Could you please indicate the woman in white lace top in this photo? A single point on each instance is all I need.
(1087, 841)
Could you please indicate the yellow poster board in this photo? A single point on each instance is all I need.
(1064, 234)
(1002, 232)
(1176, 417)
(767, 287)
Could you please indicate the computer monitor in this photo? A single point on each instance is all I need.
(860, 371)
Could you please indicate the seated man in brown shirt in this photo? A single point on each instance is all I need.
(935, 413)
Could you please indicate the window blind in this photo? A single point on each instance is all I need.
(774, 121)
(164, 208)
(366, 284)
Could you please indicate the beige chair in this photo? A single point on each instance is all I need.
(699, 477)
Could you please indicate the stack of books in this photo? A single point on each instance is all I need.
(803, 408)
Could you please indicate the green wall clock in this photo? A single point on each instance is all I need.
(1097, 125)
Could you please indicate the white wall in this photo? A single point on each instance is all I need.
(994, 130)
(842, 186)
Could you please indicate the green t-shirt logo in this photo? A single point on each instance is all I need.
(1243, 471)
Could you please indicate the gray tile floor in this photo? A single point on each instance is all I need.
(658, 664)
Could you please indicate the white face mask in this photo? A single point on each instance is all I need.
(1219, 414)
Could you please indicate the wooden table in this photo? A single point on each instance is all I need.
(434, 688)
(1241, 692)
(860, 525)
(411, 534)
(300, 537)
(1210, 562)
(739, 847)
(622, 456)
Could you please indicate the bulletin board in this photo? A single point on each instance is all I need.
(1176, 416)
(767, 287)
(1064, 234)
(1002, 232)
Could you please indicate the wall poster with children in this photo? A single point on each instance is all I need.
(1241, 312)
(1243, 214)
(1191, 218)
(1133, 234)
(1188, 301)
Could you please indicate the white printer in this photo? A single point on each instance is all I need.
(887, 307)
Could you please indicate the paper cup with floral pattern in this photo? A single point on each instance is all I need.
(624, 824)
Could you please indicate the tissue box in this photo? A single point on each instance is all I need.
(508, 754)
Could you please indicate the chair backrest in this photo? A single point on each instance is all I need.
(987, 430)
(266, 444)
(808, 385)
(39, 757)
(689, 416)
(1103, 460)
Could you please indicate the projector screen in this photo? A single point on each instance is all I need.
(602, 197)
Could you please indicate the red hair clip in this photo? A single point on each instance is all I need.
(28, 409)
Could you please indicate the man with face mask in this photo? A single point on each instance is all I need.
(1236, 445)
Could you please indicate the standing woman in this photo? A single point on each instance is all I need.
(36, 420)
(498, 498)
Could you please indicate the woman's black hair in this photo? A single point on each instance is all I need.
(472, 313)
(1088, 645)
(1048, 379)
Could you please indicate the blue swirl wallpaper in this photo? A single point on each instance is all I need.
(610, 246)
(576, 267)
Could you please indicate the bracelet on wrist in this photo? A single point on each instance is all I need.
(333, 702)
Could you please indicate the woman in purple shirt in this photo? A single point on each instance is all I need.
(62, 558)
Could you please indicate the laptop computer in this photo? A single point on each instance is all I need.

---------------

### WHAT TO PRODUCE
Write out all the records again, exactly as they appear.

### ANSWER BOX
Could you please indicate the woman in white lace top in this photo? A single point on each instance is all I need.
(1087, 841)
Could you please indicate the yellow poster board in this photo? A single point on each instance is all I need.
(1064, 234)
(1002, 232)
(1176, 417)
(767, 287)
Could you please indicate the computer monitor in this photo? A single point on each instance is all I need.
(860, 371)
Could you please indicate the seated man in brown shirt in this photo? A single point on each instance is all I need.
(935, 413)
Could you please indicate the window blind in this photo? A single point on each instance is all I need.
(774, 121)
(164, 208)
(366, 284)
Could you please indicate the beige chair in this photo? A single point on each instance is all I need.
(699, 477)
Could you please indicate the stack of books in this photo? A single point on each instance is all I need.
(803, 408)
Could you please indicate the green wall clock in this photo? A single point on each instance is all I need.
(1097, 125)
Could you please indicate the white wall in this photo? A single point on each instance is all I need.
(994, 130)
(842, 186)
Could you please indicate the green t-shirt logo in this photo? A single point on each instance is all I need.
(1243, 471)
Could you please indicate the gray tile floor in this photo? A single point on each instance is all I need.
(658, 664)
Could you please indicate the white face mask in this photo? A single point on each instance is all I need.
(1219, 414)
Could you please indicate the wooden table in this photo? A single point on each instance is all I need.
(434, 688)
(1241, 692)
(860, 525)
(411, 534)
(300, 537)
(1210, 562)
(739, 847)
(622, 456)
Could you please indicate the bulletin board in this photo? A single point on each instance is all I need.
(1176, 416)
(767, 287)
(1064, 234)
(1002, 232)
Could you please indicate the wall poster with children in this photo? A single point on each instance is all I need.
(1241, 312)
(1243, 214)
(1191, 218)
(1133, 234)
(1188, 301)
Could you please indicate the white printer in this photo? A single point on each instance is all I need.
(887, 307)
Could you please indicate the paper cup with floral pattern in this photo? A single point on each instance is all I need.
(624, 824)
Could you please indicate the tissue box in this photo? A single point on each instance is all I need.
(508, 754)
Could you please indicate the chair backrest in this photo? A single point on each instance is all I need.
(987, 430)
(266, 444)
(808, 385)
(39, 757)
(689, 416)
(1103, 460)
Could you please indicate the projector screen in this photo? A single point on each instance is all I need.
(602, 197)
Could you please indicate the red hair clip in this photo? A single point on each instance is all I need.
(28, 409)
Could you please indicate the man with face mask in this photo? A single point on each instance is all I need.
(1236, 445)
Could you please indicate the standing woman in this photo? A single point on each instance is all I need.
(36, 420)
(498, 498)
Could you please indicate the woman's black hair in this photo? A single point on each instance is all I need.
(472, 313)
(1088, 645)
(1048, 379)
Could you please indicate the blue swirl wallpaper in this photo? A single point on each instance is all I need.
(610, 246)
(576, 267)
Could you please indicate the bracelet on wrist in this photo? A single point on each instance is all I need.
(333, 702)
Could you please indicate the woman in purple shirt in this photo? A single point on each instance is all I need.
(62, 558)
Could you please indicate the laptop computer in this photo? A single point on each instance is all I need.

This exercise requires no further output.